* Artigo
====================

Em “Clube da Luta”, Chuck Palahniuk argumenta que “você não é o seu trabalho”, mas quão difícil é separar a vida pessoal da vida profissional? Quanto uma vida influencia na outra e, ao fim, para o bem ou para o mal, o quanto ambas contribuem na construção da nossa identidade social e até psicológica? “Ruptura”, série de ficção científica da Apple, leva essa relação ao extremo em uma sempre tensa sátira de ambiente de trabalho que surpreende a cada momento.
Criada por Dan Erickson e dirigida por Ben Stiller, “Ruptura” inicialmente lembra a ótima “Homecoming”, mas com uma premissa que se aproxima mais de “Black Mirror”. Na poderosa empresa Lumen, funcionários de determinados setores voluntariamente se sujeitam ao processo de ruptura, uma cirurgia no cérebro que cria duas personalidades distintas: existe o funcionário da empresa e a pessoa fora do ambiente de trabalho, a mesma pessoa, com memórias distintas. Assim, quando entra na empresa, o funcionário não tem mais conhecimento nenhum de sua vida fora dali, retomando as memórias imediatas do dia anterior de trabalho, em contrapartida, tudo o que acontece lá dentro tampouco é lembrado após a saída - se colegas de trabalho se cruzarem na rua, eles não se reconhecerão.
“Ruptura” é centrada em um grupo de quatro funcionários. Após o sumiço de um deles, que pode ter morrido ou pedido demissão, ninguém sabe, Mark (Adam Scott) é promovido a gestor e Helly (Britt Lower) é a nova contratada. É via Helly, inclusive, que somos apresentados às dinâmicas da empresa, como os processos de contratação, ambientação e a complicada demissão. Complicada pois quem manda é a personalidade do exterior, ou seja, só ela pode pedir demissão; pelas regras da empresa, se a pessoa chegou para o trabalho é porque ela deseja estar ali.
É muito interessante a maneira como a série retrata a frieza estética do ambiente de trabalho, sempre com tons sóbrios em prédios grandes e salas espaçosas para mostrar quão pequeno é o funcionário perto daquela instituição. Toda tecnologia utilizada é meio anacrônica, com ecos dos anos 90, de uma era anterior à popularização da internet justamente para não haver comunicação com o mundo exterior. A construção é brutalista e pouco atrativa, a ideia ali é apenas que tudo funcione como uma engrenagem, sem sentimentos e sem interferências - os funcionários nem sequer sabem ao certo o que fazem ali, apenas executam.
Ben Stiller é muito bom ao criar sempre um clima de desconforto, sentimento reforçado pela atuação de Adam Scott. A súbita saída de um colega de trabalho causa estranhamento a Mike, assim como o comportamento de Helly parece disparar alguns gatilhos nele. Não demora para que suas duas personalidades entrem em conflito, principalmente a partir de alguns acontecimentos que não serão discutidos no texto para não entregar spoiler algum.

====================

* Informações fornecidas
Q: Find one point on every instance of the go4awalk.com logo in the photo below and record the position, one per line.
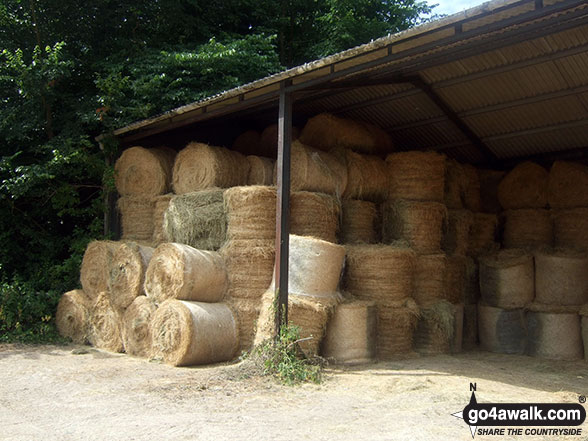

====================

* Requisito 1
Transcreva do texto sobre “Ruptura” o trecho que vai de “Criada por Dan” até “não se reconhecerão.”, incluindo essas palavras.
* Requisito 2
Quais obras, além da própria “Ruptura”, são citadas no texto sobre a série? Liste todas.

* Resposta da tarefa 1
Criada por Dan Erickson e dirigida por Ben Stiller, “Ruptura” inicialmente lembra a ótima “Homecoming”, mas com uma premissa que se aproxima mais de “Black Mirror”. Na poderosa empresa Lumen, funcionários de determinados setores voluntariamente se sujeitam ao processo de ruptura, uma cirurgia no cérebro que cria duas personalidades distintas: existe o funcionário da empresa e a pessoa fora do ambiente de trabalho, a mesma pessoa, com memórias distintas. Assim, quando entra na empresa, o funcionário não tem mais conhecimento nenhum de sua vida fora dali, retomando as memórias imediatas do dia anterior de trabalho, em contrapartida, tudo o que acontece lá dentro tampouco é lembrado após a saída - se colegas de trabalho se cruzarem na rua, eles não se reconhecerão.

* Resposta da tarefa 2
- “Clube da Luta”
- “Homecoming”
- “Black Mirror”